[Extracted records]
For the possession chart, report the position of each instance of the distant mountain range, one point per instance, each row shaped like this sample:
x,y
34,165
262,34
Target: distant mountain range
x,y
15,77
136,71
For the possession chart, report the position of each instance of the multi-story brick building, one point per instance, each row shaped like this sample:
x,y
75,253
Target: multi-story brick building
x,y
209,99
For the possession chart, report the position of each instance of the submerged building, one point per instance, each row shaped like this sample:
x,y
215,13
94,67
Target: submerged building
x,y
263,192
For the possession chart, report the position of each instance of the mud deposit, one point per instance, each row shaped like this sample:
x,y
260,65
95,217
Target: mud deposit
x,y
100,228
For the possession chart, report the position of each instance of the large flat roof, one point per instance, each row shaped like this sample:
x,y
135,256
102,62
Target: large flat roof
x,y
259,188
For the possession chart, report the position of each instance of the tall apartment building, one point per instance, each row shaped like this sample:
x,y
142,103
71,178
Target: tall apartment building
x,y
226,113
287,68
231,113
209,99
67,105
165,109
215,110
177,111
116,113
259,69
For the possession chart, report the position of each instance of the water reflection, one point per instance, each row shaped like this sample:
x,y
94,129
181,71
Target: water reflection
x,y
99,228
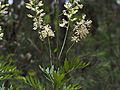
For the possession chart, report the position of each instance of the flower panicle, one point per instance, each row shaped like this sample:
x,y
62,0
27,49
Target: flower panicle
x,y
44,30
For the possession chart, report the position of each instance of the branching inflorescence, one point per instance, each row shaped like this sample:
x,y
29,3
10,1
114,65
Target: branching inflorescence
x,y
81,26
44,30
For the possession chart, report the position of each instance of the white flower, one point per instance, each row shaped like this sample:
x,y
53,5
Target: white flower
x,y
81,30
64,23
46,32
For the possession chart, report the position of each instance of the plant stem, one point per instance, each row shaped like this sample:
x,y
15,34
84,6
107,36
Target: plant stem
x,y
50,52
70,48
64,42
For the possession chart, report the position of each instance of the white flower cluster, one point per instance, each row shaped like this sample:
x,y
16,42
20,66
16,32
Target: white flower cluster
x,y
3,8
81,29
38,22
82,26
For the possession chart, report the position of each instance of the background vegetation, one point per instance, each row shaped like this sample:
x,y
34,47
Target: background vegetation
x,y
23,52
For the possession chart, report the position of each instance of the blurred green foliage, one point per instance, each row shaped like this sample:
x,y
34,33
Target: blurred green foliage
x,y
101,49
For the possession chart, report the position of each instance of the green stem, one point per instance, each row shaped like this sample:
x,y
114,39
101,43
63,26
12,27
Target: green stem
x,y
50,52
64,42
70,48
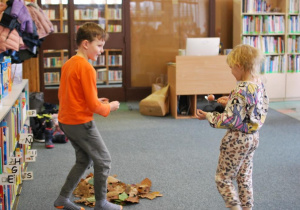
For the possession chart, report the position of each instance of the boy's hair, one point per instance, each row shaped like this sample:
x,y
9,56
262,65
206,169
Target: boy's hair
x,y
90,31
247,57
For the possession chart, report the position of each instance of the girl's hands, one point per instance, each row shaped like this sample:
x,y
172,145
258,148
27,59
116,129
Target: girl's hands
x,y
114,105
223,100
103,100
201,114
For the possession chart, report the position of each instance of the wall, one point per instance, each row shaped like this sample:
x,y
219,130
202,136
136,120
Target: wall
x,y
158,30
224,22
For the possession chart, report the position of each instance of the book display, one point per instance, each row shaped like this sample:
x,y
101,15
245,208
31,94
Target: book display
x,y
15,143
67,17
273,27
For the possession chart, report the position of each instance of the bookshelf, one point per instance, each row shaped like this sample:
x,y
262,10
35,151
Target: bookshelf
x,y
14,123
193,76
67,17
273,27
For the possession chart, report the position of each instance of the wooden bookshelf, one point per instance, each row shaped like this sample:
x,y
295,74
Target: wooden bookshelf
x,y
198,75
273,27
14,122
67,18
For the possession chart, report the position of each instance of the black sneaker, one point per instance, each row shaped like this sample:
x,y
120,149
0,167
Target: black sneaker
x,y
60,138
48,121
40,136
48,138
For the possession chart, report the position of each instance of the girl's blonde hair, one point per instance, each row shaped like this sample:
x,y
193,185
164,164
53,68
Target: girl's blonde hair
x,y
246,57
90,31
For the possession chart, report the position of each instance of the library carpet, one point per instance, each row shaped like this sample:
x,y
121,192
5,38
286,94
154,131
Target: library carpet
x,y
180,158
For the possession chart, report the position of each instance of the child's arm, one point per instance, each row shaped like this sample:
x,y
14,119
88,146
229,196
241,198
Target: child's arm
x,y
223,100
233,116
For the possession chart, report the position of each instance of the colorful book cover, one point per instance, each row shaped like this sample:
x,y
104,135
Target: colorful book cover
x,y
5,79
7,59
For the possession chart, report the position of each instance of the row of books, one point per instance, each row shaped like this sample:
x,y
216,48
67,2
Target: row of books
x,y
114,14
268,44
294,26
273,64
115,60
101,23
294,63
88,14
115,75
252,6
13,152
51,78
114,28
101,75
99,62
5,77
263,24
54,61
294,6
57,28
294,44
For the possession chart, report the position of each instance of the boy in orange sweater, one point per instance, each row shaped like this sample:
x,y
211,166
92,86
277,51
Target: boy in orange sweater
x,y
78,101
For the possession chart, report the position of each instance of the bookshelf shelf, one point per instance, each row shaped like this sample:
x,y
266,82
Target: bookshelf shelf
x,y
252,22
67,18
14,121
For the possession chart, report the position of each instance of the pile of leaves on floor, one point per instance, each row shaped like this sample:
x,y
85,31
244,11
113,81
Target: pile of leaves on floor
x,y
117,191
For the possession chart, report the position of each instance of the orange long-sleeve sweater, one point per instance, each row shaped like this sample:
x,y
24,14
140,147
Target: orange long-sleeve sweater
x,y
77,94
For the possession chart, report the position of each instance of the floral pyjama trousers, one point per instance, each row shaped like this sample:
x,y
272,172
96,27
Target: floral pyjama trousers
x,y
236,162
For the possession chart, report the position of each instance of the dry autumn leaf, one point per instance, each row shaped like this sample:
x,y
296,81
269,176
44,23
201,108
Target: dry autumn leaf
x,y
118,191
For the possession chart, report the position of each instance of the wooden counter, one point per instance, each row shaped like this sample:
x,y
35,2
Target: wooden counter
x,y
198,75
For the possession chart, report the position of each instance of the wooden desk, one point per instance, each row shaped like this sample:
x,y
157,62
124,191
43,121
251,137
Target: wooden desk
x,y
198,75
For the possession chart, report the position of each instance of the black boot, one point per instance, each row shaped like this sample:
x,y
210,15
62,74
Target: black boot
x,y
48,138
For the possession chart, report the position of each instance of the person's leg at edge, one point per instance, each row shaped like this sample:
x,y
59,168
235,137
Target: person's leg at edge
x,y
90,140
82,163
244,177
228,167
102,163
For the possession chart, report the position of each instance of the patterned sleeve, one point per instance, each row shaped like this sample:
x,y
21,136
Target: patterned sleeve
x,y
235,113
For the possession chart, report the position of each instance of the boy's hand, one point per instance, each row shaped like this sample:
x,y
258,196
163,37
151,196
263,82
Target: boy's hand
x,y
103,100
201,114
223,100
114,105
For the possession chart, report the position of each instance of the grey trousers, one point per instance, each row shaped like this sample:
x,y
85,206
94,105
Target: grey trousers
x,y
89,148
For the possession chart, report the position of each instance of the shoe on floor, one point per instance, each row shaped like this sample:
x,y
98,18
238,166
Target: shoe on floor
x,y
40,136
48,138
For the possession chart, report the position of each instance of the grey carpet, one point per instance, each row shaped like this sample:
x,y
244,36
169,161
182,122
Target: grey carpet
x,y
180,157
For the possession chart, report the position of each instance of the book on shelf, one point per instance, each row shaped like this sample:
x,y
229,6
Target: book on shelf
x,y
294,6
101,75
252,6
51,78
5,78
115,75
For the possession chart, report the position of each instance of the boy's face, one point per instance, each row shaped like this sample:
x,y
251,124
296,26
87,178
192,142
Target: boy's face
x,y
237,72
95,48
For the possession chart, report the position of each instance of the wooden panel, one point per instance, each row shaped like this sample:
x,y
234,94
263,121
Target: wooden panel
x,y
293,85
172,83
31,72
275,85
203,75
224,22
158,29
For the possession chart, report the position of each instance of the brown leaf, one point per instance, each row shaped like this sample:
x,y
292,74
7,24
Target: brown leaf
x,y
151,195
146,182
143,189
133,199
111,180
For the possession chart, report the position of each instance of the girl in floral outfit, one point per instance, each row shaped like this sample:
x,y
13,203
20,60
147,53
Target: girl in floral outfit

**ASSIGNED TASK**:
Each line of the records that holds the word "outfit" should be copied out.

**REPLY TO THE EXERCISE**:
For the possession chart, report the position of each instance of the girl in floral outfit, one point per instance, each row shaped like this sample:
Target: girl in floral outfit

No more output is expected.